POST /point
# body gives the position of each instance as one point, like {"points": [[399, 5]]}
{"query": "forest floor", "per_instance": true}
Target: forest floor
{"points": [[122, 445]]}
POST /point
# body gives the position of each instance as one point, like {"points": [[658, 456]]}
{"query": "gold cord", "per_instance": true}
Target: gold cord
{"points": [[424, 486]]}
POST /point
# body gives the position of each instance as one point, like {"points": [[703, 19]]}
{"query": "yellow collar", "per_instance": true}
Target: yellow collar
...
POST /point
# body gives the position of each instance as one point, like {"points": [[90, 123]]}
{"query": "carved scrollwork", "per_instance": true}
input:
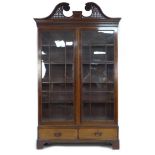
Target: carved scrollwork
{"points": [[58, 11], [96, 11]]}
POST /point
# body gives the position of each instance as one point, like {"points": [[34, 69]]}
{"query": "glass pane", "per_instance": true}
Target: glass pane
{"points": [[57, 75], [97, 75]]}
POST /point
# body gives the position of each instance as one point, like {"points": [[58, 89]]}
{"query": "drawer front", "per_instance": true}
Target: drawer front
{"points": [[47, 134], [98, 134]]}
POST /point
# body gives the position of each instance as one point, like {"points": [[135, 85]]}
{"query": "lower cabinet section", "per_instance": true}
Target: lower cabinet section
--
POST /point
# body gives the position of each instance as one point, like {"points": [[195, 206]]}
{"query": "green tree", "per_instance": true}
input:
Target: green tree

● **Task brief**
Pull out the lines above in which the word "yellow" appears.

● **Exercise solution**
{"query": "yellow collar", "per_instance": true}
Target: yellow collar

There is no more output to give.